■ **WORK INSTRUCTIONS**
Present every one of the entries below as a numbered list, omitting any blank lines.

··········

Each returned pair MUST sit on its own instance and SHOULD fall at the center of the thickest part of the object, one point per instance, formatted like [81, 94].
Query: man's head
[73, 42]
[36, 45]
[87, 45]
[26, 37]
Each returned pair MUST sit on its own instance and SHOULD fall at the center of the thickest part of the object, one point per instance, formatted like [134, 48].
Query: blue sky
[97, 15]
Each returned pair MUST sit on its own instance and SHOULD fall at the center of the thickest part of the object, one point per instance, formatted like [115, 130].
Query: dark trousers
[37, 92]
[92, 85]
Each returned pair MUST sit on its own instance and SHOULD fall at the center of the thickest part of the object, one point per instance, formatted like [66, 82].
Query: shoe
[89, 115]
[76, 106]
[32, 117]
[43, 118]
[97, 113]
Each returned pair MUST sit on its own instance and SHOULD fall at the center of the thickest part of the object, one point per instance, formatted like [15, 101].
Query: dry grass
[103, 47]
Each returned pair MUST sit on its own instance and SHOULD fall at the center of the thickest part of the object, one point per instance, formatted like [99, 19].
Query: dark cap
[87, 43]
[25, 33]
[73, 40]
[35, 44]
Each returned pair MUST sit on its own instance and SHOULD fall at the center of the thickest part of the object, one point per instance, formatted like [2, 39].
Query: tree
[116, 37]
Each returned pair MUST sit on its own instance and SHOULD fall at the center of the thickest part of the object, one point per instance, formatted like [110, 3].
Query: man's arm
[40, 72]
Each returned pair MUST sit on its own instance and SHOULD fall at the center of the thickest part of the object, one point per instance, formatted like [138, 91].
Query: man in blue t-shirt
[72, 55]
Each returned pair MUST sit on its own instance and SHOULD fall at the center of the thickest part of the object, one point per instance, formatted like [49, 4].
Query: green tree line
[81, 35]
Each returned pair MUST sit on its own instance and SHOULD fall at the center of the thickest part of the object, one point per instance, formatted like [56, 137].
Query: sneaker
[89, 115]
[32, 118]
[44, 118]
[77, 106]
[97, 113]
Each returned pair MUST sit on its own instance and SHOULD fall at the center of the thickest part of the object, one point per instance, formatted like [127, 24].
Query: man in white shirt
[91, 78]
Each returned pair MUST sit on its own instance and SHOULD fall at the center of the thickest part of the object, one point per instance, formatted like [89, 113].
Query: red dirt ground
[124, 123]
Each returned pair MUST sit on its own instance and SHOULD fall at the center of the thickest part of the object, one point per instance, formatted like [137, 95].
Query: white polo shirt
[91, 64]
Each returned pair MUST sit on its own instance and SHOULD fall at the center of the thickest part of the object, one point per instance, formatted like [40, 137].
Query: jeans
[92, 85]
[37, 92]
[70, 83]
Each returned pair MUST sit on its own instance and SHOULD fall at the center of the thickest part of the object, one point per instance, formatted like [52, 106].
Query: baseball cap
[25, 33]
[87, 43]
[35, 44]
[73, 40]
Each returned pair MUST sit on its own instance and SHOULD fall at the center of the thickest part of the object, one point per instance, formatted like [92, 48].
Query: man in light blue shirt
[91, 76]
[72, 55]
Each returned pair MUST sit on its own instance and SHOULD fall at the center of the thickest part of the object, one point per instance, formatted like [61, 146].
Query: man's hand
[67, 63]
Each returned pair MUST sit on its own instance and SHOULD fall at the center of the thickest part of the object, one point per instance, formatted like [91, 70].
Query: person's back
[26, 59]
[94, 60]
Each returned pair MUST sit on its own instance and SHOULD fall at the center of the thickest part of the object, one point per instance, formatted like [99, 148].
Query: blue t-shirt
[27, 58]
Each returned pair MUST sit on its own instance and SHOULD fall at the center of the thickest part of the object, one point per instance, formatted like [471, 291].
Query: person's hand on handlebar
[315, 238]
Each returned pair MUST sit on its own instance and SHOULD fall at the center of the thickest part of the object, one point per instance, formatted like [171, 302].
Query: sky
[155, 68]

··········

■ **REPLY**
1. Each returned pair MUST sit on its own instance and SHOULD fall at the center of the thickest part of the object, one point per instance, formatted like [81, 94].
2. Query: man's head
3. [73, 42]
4. [36, 45]
5. [87, 45]
6. [26, 37]
7. Each returned pair MUST sit on its own instance and SHOULD fall at the center of the thickest part of the object, one point per instance, formatted like [134, 48].
8. Query: blue sky
9. [97, 15]
10. Each returned pair MUST sit on its own instance and SHOULD fall at the center of the thickest part of the object, one point per instance, formatted like [115, 130].
11. Query: dark trousers
12. [37, 92]
13. [92, 85]
14. Each returned pair MUST sit on its own instance and SHOULD fall at the center of the thickest part of the object, one point per instance, formatted like [66, 82].
15. Query: shoe
16. [89, 115]
17. [76, 106]
18. [32, 117]
19. [43, 118]
20. [97, 113]
21. Each returned pair MUST sit on its own instance and SHOULD fall at the center of the thickest part of the object, one point per instance, formatted like [15, 101].
22. Query: dry grass
23. [103, 47]
24. Each returned pair MUST sit on its own instance and SHOULD fall at the center of the thickest part of the object, one point per instance, formatted like [99, 19].
25. Query: dark cap
26. [87, 43]
27. [25, 33]
28. [73, 40]
29. [35, 44]
30. Each returned pair MUST sit on its own instance and SHOULD fall at the center of the thickest part of the object, one point per instance, formatted like [2, 39].
31. Query: tree
32. [116, 37]
33. Each returned pair MUST sit on its own instance and SHOULD fall at the center of the thickest part of the object, one point per instance, formatted like [110, 3].
34. Query: man's arm
35. [40, 72]
36. Each returned pair MUST sit on its own instance and SHOULD fall at the center of the thickest part of the object, one point per instance, formatted like [138, 91].
37. Query: man in blue t-shirt
38. [72, 55]
39. Each returned pair MUST sit on its own instance and SHOULD fall at the center of the thickest part of the object, one point per instance, formatted like [49, 4].
40. Query: green tree line
41. [81, 35]
42. Each returned pair MUST sit on its own instance and SHOULD fall at the center of the thickest part of the object, one point per instance, formatted like [56, 137].
43. Query: sneaker
44. [89, 115]
45. [32, 118]
46. [44, 118]
47. [77, 106]
48. [97, 113]
49. Each returned pair MUST sit on its own instance and SHOULD fall at the center of the thickest part of the object, one point per instance, formatted like [127, 24].
50. Query: man in white shirt
51. [91, 78]
52. Each returned pair MUST sit on its own instance and SHOULD fall at the center of the thickest part of the object, one point per instance, formatted like [89, 113].
53. Query: red dirt ground
54. [124, 123]
55. Each returned pair MUST sit on its own instance and SHOULD fall at the center of the thickest part of the object, one point per instance, formatted like [137, 95].
56. Query: white polo shirt
57. [91, 64]
58. Each returned pair MUST sit on its own instance and SHOULD fall at the center of the thickest part of the object, one point per instance, formatted like [40, 137].
59. Query: jeans
60. [92, 85]
61. [37, 92]
62. [70, 83]
63. Each returned pair MUST sit on its own instance and SHOULD fall at the center of the thickest part of the object, one point per instance, formatted like [52, 106].
64. Query: baseball cap
65. [25, 33]
66. [87, 43]
67. [35, 44]
68. [73, 40]
69. Each returned pair MUST sit on its own instance and SHOULD fall at the center of the thickest part of the object, one point per instance, formatted like [92, 48].
70. Query: man in light blue shirt
71. [91, 76]
72. [72, 55]
73. Each returned pair MUST sit on its own instance and SHOULD fall at the center of the thickest part of the object, one point per instance, formatted like [61, 146].
74. Query: man's hand
75. [67, 63]
76. Each returned pair MUST sit on its own instance and SHOULD fall at the center of the thickest part of the object, one point per instance, formatted like [91, 70].
77. Query: person's back
78. [26, 59]
79. [94, 60]
80. Each returned pair MUST sit on its own instance and SHOULD fall at the center of the thickest part of the object, one point per instance, formatted like [99, 148].
81. Query: blue t-shirt
82. [27, 58]
83. Each returned pair MUST sit on its own instance and SHOULD fall at the center of the thickest part of the object, one point per instance, formatted like [471, 291].
84. Query: person's hand on handlebar
85. [315, 238]
86. Each returned pair MUST sit on its own instance and SHOULD fall at the center of the thickest part of the object, one point per instance, formatted like [171, 302].
87. Query: sky
88. [155, 68]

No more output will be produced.